┌─ Passage shown
The clock movement had a balance wheel regulated to beat at the rate of two seconds. Its simple wheel train turned a dial marked on the margin with a scale of 24 equal hours and 10-minute intervals. The dial rotated anticlockwise against a fixed pointer, showing mean time, and could be adjusted if necessary by intervals of 10 minutes of time by sliding out a pinion of 12 teeth that meshed with the 144 teeth of the main dial. On each side of the clock dial was a fixed plate or 'tabula orientii', graduated with months and days of the Julian calendar for the purpose of determining the times of the rising and setting of the mean sun for the latitude of Padua (about 45°deg N). At the time the clock was made, the dates of the solstices were 13 June and 13 December (Old style or Julian calendar).

===The calendar wheel===

The annual calendar wheel or drum in the lower section was about 40 cm across. This drove the calendar of movable feasts, and the dials above. Around the outside of the wheel was a broad band divided into 365 strips, each containing numbers that indicated the length of daylight, the dominical letter, the name of the saint for that day, and the day of the month. Alternate months were gilded and silvered, and the engraved letters filled alternately with red and blue enamel. Dondi did not introduce any indications or allowances for leap year — he recommended stopping the clock for the entire day.
└─
┌─ Supplied records
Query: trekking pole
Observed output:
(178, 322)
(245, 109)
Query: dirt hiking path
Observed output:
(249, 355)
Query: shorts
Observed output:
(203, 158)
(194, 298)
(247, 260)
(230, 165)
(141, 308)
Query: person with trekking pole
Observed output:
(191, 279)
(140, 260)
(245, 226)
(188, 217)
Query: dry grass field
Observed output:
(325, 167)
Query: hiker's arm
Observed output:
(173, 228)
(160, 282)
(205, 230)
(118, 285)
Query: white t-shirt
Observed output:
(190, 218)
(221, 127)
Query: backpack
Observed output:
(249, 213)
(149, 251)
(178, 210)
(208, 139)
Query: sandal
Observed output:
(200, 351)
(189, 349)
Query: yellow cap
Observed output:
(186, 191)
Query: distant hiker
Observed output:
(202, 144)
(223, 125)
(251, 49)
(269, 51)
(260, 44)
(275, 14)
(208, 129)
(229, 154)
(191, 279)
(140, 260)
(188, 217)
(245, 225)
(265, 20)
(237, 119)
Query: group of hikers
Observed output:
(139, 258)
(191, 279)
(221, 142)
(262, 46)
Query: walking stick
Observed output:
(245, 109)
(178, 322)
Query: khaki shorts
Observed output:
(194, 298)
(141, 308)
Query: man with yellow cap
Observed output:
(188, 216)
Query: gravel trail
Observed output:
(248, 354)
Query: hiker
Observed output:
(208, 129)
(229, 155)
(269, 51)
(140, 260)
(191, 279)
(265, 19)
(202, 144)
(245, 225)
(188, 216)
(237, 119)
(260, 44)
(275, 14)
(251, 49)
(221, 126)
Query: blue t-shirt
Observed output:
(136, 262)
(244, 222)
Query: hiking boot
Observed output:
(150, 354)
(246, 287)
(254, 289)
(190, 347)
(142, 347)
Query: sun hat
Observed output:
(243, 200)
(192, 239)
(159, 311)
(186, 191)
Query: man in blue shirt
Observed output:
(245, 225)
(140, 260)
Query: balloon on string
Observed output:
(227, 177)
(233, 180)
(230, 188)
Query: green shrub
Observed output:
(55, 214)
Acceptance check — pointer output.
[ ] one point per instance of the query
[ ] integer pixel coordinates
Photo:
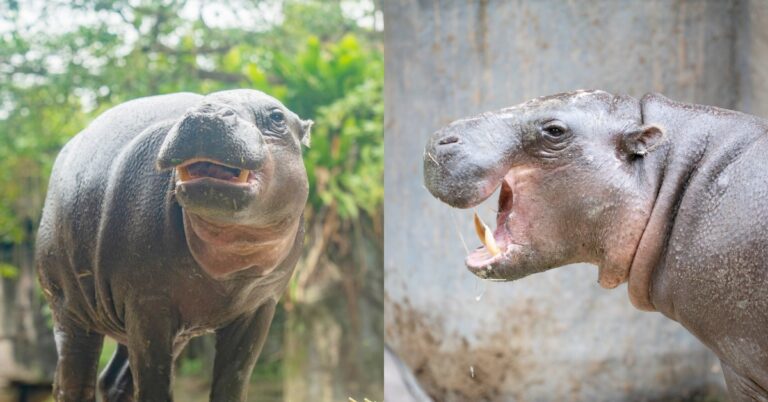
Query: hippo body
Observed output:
(133, 204)
(669, 197)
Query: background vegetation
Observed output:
(64, 62)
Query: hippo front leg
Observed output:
(150, 329)
(78, 350)
(237, 348)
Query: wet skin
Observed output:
(166, 218)
(669, 197)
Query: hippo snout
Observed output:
(465, 161)
(213, 133)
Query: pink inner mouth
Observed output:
(207, 169)
(482, 257)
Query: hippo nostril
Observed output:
(452, 139)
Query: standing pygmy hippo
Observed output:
(671, 197)
(166, 218)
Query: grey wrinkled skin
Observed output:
(129, 250)
(671, 197)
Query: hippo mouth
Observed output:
(499, 246)
(208, 170)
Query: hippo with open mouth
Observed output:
(166, 218)
(669, 197)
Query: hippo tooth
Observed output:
(486, 236)
(184, 174)
(243, 177)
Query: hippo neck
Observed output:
(225, 249)
(687, 158)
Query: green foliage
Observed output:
(8, 271)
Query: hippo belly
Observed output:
(714, 276)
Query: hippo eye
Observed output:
(277, 117)
(555, 129)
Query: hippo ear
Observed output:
(641, 140)
(306, 126)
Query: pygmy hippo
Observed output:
(671, 197)
(166, 218)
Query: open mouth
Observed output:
(194, 170)
(497, 244)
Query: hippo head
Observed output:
(239, 178)
(572, 188)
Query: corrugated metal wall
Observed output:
(555, 336)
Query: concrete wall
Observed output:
(557, 335)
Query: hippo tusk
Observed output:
(486, 236)
(243, 177)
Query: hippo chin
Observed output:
(669, 197)
(166, 218)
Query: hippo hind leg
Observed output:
(78, 351)
(741, 388)
(116, 381)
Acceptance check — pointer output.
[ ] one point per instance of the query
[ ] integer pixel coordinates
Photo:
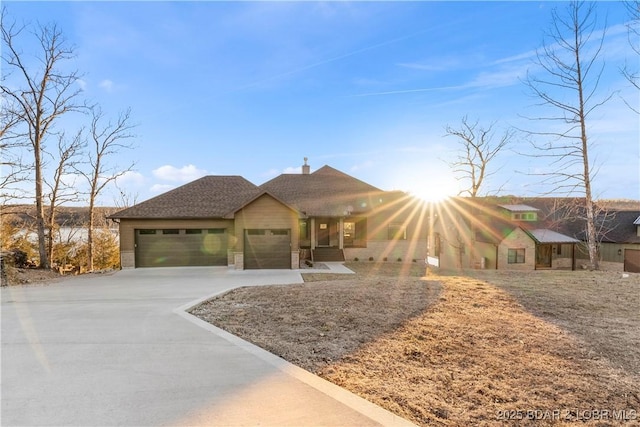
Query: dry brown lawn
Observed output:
(486, 348)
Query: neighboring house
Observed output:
(484, 233)
(226, 220)
(619, 247)
(530, 233)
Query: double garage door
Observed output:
(267, 248)
(181, 247)
(263, 248)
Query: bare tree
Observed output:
(477, 150)
(40, 97)
(125, 198)
(14, 169)
(571, 68)
(632, 74)
(105, 140)
(60, 192)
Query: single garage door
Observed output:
(632, 260)
(267, 248)
(181, 247)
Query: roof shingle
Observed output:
(207, 197)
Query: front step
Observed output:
(327, 255)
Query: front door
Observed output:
(322, 232)
(543, 256)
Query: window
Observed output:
(279, 232)
(354, 233)
(397, 232)
(515, 256)
(528, 216)
(304, 229)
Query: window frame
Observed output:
(516, 255)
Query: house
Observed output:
(531, 233)
(228, 221)
(619, 246)
(493, 234)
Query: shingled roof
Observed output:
(560, 217)
(326, 192)
(207, 197)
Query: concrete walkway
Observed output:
(120, 350)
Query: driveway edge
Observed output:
(336, 392)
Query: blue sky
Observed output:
(251, 88)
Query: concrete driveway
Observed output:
(120, 350)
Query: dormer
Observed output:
(520, 212)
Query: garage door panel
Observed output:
(154, 248)
(267, 249)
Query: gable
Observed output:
(326, 192)
(207, 197)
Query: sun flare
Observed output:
(435, 190)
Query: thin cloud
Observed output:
(161, 188)
(184, 174)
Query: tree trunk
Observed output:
(40, 223)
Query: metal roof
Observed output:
(543, 235)
(519, 208)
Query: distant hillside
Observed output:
└─
#### Exercise goal
Quote, word for word, the stretch of the passage on Dondi's clock from "The clock movement" through "or Julian calendar).".

#### Solution to this problem
The clock movement had a balance wheel regulated to beat at the rate of two seconds. Its simple wheel train turned a dial marked on the margin with a scale of 24 equal hours and 10-minute intervals. The dial rotated anticlockwise against a fixed pointer, showing mean time, and could be adjusted if necessary by intervals of 10 minutes of time by sliding out a pinion of 12 teeth that meshed with the 144 teeth of the main dial. On each side of the clock dial was a fixed plate or 'tabula orientii', graduated with months and days of the Julian calendar for the purpose of determining the times of the rising and setting of the mean sun for the latitude of Padua (about 45°deg N). At the time the clock was made, the dates of the solstices were 13 June and 13 December (Old style or Julian calendar).